## Série d'exercices
(a) Citez le texte sur la prévention de la récidive en partant des mots « Certes, les peines » et en vous arrêtant après « titre que l’emprisonnement. ».
(b) Relevez, dans le texte sur la prévention de la récidive, les mesures des lois sécuritaires de la décennie écoulée qui y sont citées.
(c) Poursuivez le texte sur la prévention de la récidive à partir de l'endroit où il s'arrête.

Les lois sécuritaires de la décennie écoulée ont mis l’accent d’une part, sur la sanction de la simple virtualité d’un comportement délictueux (la « dangerosité ») comme cela fut le cas avec l’instauration de la rétention de sûreté et d’autre part, sur une répression sans cesse renforcée (aggravation des peines en matière de réitération d’infractions, institution de peines-planchers en matière de récidive, par exemple).
L’échec flagrant (et prévisible) de cette politique pénale a conduit à s’interroger sur des mesures nouvelles pertinentes susceptibles de prévenir la récidive. Le jury de la Conférence de consensus a publié, le 20 février 2013, des recommandations pour une « nouvelle politique publique de prévention de la récidive ». Et la Commission nationale consultative des droits de l’Homme a émis un avis, le 21 février 2013, sur « la prévention de la récidive ». Il résulte de ces deux textes diverses propositions qui se démarquent fondamentalement de la politique pénale antérieure.
La rupture avec le passé consiste à préconiser en premier lieu, la fin de l’inflation législative qui répond à des émotions conjoncturelles, la « force de frappe » que constitue le droit pénal ne devant être utilisée qu’en dernier recours lorsque les autres sanctions, civiles ou administratives, s’avèrent insuffisantes ; et en second lieu, la réduction du nombre des incriminations passibles de peines d’emprisonnement. Est envisagée aussi la diminution du quantum des peines de prison encourues pour certaines infractions. Le déclassement (contraventionnalisation et transformation de crimes en délits) est, de manière complémentaire, suggéré. Une autre proposition tend à la remise en cause du caractère de peine de référence reconnu jusqu’ici à l’emprisonnement. En effet, la prison doit être conçue comme une peine parmi d’autres.
Certes, les peines de substitution (restrictives de liberté [comme le travail d’intérêt général], ou privatives ou restrictives de droits), appelées peines alternatives depuis le nouveau code pénal, existent déjà (bien que peu prononcées) mais l’idée est d’en faire désormais de véritables peines principales au même titre que l’emprisonnement.
Cette mutation conduirait, notamment, à la disparition progressive des courtes peines d’emprisonnement (inférieures à six mois) assez longues pour nuire au détenu (famille, emploi) mais trop brèves pour l’aider dans sa réinsertion et qu’il convient donc de d bannir. Enfin, le jury de consensus préconise l’adoption d’une nouvelle peine de probation indépendante et sans lien ni référence avec l’emprisonnement et dont la finalité serait tout à la fois la réinsertion de la personne condamnée et la protection de la société et des victimes.

## Enregistrements de données
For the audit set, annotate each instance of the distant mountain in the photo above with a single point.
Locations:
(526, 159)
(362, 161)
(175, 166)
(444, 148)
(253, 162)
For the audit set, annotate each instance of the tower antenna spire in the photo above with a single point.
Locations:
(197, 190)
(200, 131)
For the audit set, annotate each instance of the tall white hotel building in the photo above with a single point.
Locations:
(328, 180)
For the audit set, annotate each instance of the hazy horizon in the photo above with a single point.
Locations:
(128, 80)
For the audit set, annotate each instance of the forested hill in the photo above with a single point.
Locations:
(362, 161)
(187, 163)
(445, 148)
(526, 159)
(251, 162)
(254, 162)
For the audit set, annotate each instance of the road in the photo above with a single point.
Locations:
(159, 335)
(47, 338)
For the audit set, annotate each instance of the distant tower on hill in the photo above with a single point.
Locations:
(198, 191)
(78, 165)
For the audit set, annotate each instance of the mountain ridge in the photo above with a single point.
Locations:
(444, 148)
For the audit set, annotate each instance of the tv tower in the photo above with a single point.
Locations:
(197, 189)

## Réponses par numéro
(a)
Certes, les peines de substitution (restrictives de liberté [comme le travail d’intérêt général], ou privatives ou restrictives de droits), appelées peines alternatives depuis le nouveau code pénal, existent déjà (bien que peu prononcées) mais l’idée est d’en faire désormais de véritables peines principales au même titre que l’emprisonnement.

(b)
- l'instauration de la rétention de sûreté
- l'aggravation des peines en matière de réitération d'infractions
- l'institution de peines-planchers en matière de récidive

(c)
Une autre évolution consiste à restituer au juge les pouvoirs de personnalisation de la sanction qu’on lui avait ôtés, et ainsi à abandonner les minimums obligatoires, c’est-à-dire les peines automatiques, qui ont abouti à une augmentation du quantum des peines.
La phase d’exécution de la peine est aussi l’objet de suggestions de réforme. D’une part, la réinsertion des récidivistes passe par l’assouplissement des conditions d’accès aux aménagements de peines et par une amélioration des modalités d’exécution de la peine privative de liberté : respect de la dignité (nécessitant, pour la CNCDH, l’adoption d’un système de numerus clausus pour éviter la surpopulation pénale), droits individuels et collectifs d’expression, adaptation du droit du travail au milieu carcéral et accès des détenus aux droits sociaux car la citoyenneté ne saurait s’arrêter à la porte des prisons, entrée des services de droit commun dans les établissements pénitentiaires.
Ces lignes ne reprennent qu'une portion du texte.